▶ _Exercise aim_
Reproduce each of the following entries line for line, without changing a single character.

▶ _Given data_
* * *
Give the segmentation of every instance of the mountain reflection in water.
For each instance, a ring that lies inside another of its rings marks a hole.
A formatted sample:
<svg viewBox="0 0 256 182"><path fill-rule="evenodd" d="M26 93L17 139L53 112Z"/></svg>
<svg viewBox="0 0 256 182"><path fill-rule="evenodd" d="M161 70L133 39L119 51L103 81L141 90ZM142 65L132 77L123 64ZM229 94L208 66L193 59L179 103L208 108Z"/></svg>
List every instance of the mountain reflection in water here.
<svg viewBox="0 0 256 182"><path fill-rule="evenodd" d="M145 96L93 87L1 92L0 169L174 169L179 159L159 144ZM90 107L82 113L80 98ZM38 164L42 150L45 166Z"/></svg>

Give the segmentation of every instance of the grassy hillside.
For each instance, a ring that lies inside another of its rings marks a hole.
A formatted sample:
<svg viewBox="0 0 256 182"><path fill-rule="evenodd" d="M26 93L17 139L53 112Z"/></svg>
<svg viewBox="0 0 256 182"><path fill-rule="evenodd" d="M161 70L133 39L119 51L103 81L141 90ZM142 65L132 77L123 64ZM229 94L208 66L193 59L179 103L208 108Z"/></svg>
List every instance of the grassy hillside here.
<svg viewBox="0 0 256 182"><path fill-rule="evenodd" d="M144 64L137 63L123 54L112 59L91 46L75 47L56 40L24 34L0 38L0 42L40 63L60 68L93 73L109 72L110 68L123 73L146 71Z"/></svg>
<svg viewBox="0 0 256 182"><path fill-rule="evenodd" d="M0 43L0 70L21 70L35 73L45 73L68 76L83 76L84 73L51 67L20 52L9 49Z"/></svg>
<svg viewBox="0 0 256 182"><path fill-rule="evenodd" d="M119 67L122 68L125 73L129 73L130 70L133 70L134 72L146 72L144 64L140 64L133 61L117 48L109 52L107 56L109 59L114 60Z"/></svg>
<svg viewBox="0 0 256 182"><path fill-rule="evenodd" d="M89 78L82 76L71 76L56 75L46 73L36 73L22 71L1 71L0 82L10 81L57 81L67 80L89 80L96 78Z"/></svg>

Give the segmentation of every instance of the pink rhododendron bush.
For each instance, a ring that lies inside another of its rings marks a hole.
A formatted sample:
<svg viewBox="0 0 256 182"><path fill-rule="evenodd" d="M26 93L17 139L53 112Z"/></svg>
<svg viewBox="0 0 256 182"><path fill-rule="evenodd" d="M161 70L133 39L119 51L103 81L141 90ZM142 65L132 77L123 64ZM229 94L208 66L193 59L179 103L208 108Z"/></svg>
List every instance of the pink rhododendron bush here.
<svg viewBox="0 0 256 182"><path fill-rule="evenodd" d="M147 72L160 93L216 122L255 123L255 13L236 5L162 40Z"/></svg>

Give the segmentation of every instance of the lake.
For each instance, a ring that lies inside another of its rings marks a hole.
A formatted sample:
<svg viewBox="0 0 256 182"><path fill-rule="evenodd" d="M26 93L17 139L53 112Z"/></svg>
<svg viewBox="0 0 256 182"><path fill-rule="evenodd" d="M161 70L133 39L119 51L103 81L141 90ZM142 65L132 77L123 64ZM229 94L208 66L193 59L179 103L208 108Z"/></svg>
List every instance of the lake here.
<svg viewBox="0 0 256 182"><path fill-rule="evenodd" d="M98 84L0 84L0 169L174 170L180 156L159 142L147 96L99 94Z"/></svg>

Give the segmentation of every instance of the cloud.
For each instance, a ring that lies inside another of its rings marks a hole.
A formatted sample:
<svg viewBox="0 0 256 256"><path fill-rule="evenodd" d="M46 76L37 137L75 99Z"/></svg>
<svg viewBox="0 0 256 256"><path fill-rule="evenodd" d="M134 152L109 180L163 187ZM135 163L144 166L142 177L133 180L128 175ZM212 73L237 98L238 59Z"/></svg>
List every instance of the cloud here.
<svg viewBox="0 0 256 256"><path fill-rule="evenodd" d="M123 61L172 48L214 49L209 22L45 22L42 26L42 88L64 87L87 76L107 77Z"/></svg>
* * *
▶ _Task answer_
Give the segmentation of every instance of the mountain reflection in water.
For each instance, a ring that lies inside another of its rings marks a hole.
A formatted sample:
<svg viewBox="0 0 256 182"><path fill-rule="evenodd" d="M26 93L17 139L53 112Z"/></svg>
<svg viewBox="0 0 256 182"><path fill-rule="evenodd" d="M161 70L133 39L119 51L103 81L141 90ZM142 65L132 77L123 64ZM229 94L208 66L193 59L179 103L208 108Z"/></svg>
List every instance of the mountain reflection in water here.
<svg viewBox="0 0 256 182"><path fill-rule="evenodd" d="M145 96L93 87L1 92L0 169L174 169L179 159L159 144ZM90 107L82 113L80 98ZM38 164L42 150L45 166Z"/></svg>

Give the segmentation of every instance of the grassy hillside.
For each instance, a ring that lies inside another of its rings marks a hole.
A formatted sample:
<svg viewBox="0 0 256 182"><path fill-rule="evenodd" d="M26 93L17 139L53 112Z"/></svg>
<svg viewBox="0 0 256 182"><path fill-rule="evenodd" d="M161 70L133 39L119 51L103 81L141 90ZM142 65L132 77L123 64ZM229 94L208 66L193 59L179 103L208 108Z"/></svg>
List every instance of the grassy hillside here.
<svg viewBox="0 0 256 182"><path fill-rule="evenodd" d="M144 64L137 63L123 54L112 59L91 46L75 47L56 40L24 34L0 38L0 42L40 63L60 68L93 73L109 72L110 68L123 73L146 71Z"/></svg>
<svg viewBox="0 0 256 182"><path fill-rule="evenodd" d="M0 43L0 70L21 70L35 73L45 73L68 76L83 76L84 73L51 67L20 52L9 49Z"/></svg>
<svg viewBox="0 0 256 182"><path fill-rule="evenodd" d="M119 67L122 68L125 73L129 73L130 70L133 70L134 72L146 72L144 64L140 64L133 61L117 48L109 52L107 56L109 59L114 60Z"/></svg>
<svg viewBox="0 0 256 182"><path fill-rule="evenodd" d="M89 78L82 76L71 76L56 75L46 73L36 73L22 71L1 71L0 82L10 81L57 81L67 80L89 80L96 78Z"/></svg>

Give the segmentation of every instance of the pink rhododendron bush.
For each instance, a ring that lies inside another of its rings marks a hole.
A formatted sample:
<svg viewBox="0 0 256 182"><path fill-rule="evenodd" d="M26 93L17 139L53 112Z"/></svg>
<svg viewBox="0 0 256 182"><path fill-rule="evenodd" d="M161 70L133 39L119 51L103 81L141 90ZM142 65L132 77L123 64ZM229 94L208 66L193 59L179 103L208 108Z"/></svg>
List every instance of the pink rhododendron bush here.
<svg viewBox="0 0 256 182"><path fill-rule="evenodd" d="M147 72L160 93L216 122L255 123L255 13L236 5L162 40Z"/></svg>

Give the segmentation of every instance of the lake.
For each instance, a ring that lies inside another of its rings marks a hole.
A formatted sample:
<svg viewBox="0 0 256 182"><path fill-rule="evenodd" d="M26 93L17 139L53 112Z"/></svg>
<svg viewBox="0 0 256 182"><path fill-rule="evenodd" d="M161 70L133 39L119 51L103 81L141 90ZM142 65L132 77L123 64ZM229 94L208 66L193 59L179 103L208 108Z"/></svg>
List every instance of the lake here.
<svg viewBox="0 0 256 182"><path fill-rule="evenodd" d="M98 84L0 84L0 169L174 170L180 156L159 142L147 96L99 94Z"/></svg>

Give the segmentation of every instance of the cloud.
For each instance, a ring that lies inside another of its rings marks a hole.
A formatted sample:
<svg viewBox="0 0 256 256"><path fill-rule="evenodd" d="M46 76L37 137L75 99Z"/></svg>
<svg viewBox="0 0 256 256"><path fill-rule="evenodd" d="M134 152L109 180L163 187ZM135 163L144 166L142 177L133 180L128 175ZM212 73L237 98L238 59Z"/></svg>
List every instance of the cloud here.
<svg viewBox="0 0 256 256"><path fill-rule="evenodd" d="M123 61L172 48L214 49L209 22L45 22L42 26L42 88L64 87L87 76L107 77Z"/></svg>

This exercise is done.